* [Text passage]:
▬▬▬▬▬▬▬▬▬▬

In 1816 Field accepted a commission as judge of the Supreme Court of Civil Jurisdiction of NSW, and arrived in Sydney on 24 February 1817, on board the female convict ship Lord Melville. Governor Lachlan Macquarie was, at first, impressed with Field, though he later had cause to amend that impression.

== Writing life ==

In 1819 he published First Fruits of Australian Poetry, the first volume of verse printed and issued in Australia. The volume consisted of only nine pages and two long poems: "Botany-Bay Flowers" and "The Kangaroo". The work was re-issued in 1823 with three added poems.

After he had returned to England, Field edited Geographical Memoirs on New South Wales (1825) which, among other things, introduced new species of plants, such as Boronia anemonifolia A.Cunn.

== Gibraltar and later life ==

Field accepted the position of advocate-fiscal in Ceylon in December 1828. He was soon afterward appointed judge of the Court of Civil Pleas at Gibraltar. Field had a disagreement with the Gibraltar Governor, Sir William Houston, over the handling of a case involving a Spanish smuggler ship, the Guerrera. In 1841 he retired from his position due to ill health and returned to England.

▬▬▬▬▬▬▬▬▬▬

* [Information shown]:
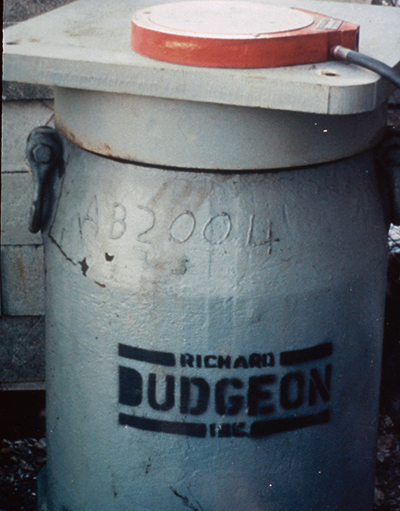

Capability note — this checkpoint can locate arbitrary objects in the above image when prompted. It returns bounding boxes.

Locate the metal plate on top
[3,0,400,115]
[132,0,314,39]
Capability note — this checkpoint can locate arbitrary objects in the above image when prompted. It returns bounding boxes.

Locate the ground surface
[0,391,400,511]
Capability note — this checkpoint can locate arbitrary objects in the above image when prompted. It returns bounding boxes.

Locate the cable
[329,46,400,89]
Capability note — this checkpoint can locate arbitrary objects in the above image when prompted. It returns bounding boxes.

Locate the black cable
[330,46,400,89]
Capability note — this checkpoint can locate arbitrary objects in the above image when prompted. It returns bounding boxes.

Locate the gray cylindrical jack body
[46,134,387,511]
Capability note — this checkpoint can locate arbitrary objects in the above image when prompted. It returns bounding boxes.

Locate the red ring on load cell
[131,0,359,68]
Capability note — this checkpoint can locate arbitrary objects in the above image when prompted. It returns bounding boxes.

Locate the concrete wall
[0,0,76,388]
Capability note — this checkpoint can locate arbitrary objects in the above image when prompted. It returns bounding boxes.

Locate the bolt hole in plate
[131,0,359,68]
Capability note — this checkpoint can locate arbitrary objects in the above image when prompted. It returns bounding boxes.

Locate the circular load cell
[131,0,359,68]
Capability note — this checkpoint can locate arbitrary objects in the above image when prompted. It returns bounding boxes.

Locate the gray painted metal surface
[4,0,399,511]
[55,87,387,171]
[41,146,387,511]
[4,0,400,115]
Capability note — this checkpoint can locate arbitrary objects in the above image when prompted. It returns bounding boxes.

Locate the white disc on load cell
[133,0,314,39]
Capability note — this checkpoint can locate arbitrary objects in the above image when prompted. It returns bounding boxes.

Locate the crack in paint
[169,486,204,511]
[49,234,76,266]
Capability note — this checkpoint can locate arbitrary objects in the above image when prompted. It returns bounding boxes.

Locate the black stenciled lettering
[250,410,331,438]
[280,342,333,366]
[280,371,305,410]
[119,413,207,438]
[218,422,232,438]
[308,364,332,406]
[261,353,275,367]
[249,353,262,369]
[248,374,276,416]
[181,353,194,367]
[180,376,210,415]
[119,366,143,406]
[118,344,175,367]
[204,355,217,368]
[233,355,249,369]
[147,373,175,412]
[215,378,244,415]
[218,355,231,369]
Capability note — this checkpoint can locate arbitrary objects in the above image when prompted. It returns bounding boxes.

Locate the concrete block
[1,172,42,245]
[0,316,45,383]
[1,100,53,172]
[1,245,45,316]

▬▬▬▬▬▬▬▬▬▬

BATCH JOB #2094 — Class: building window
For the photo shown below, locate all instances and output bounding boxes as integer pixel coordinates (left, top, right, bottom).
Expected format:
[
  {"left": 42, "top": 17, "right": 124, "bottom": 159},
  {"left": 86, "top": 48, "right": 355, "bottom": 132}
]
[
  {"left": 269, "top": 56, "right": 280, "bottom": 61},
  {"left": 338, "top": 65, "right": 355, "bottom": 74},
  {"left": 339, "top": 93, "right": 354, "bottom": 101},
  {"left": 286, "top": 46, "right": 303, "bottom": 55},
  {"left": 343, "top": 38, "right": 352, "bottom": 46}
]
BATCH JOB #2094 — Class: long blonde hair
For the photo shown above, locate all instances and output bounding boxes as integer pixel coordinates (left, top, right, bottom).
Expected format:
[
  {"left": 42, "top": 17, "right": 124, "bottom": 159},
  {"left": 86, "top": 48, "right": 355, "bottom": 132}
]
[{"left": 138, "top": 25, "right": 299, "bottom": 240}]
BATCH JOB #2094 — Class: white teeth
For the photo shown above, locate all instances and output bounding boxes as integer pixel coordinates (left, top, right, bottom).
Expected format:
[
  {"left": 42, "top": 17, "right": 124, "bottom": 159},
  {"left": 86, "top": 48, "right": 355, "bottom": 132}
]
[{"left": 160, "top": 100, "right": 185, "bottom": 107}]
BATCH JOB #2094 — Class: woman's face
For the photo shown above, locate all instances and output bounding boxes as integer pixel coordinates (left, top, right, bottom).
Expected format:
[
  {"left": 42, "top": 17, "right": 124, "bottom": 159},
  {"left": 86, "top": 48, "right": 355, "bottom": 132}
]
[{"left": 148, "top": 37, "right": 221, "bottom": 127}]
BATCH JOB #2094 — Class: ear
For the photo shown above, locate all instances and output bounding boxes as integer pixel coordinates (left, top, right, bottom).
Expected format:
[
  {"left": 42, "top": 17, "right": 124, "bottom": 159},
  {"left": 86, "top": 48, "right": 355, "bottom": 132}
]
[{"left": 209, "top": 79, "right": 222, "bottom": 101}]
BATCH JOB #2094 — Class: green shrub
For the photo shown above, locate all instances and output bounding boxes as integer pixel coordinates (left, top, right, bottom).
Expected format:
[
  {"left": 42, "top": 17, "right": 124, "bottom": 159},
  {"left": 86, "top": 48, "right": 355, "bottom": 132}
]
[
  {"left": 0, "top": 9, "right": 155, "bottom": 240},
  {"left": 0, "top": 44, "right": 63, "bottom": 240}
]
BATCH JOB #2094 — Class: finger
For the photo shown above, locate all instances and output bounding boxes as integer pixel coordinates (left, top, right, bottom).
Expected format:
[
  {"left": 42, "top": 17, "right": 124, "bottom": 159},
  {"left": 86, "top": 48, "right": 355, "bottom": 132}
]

▬▬▬▬▬▬▬▬▬▬

* [What the task requires]: Return the passage about Field's career exactly, from "In 1816 Field" up to and including "three added poems.".

* [Solved exercise]:
In 1816 Field accepted a commission as judge of the Supreme Court of Civil Jurisdiction of NSW, and arrived in Sydney on 24 February 1817, on board the female convict ship Lord Melville. Governor Lachlan Macquarie was, at first, impressed with Field, though he later had cause to amend that impression.

== Writing life ==

In 1819 he published First Fruits of Australian Poetry, the first volume of verse printed and issued in Australia. The volume consisted of only nine pages and two long poems: "Botany-Bay Flowers" and "The Kangaroo". The work was re-issued in 1823 with three added poems.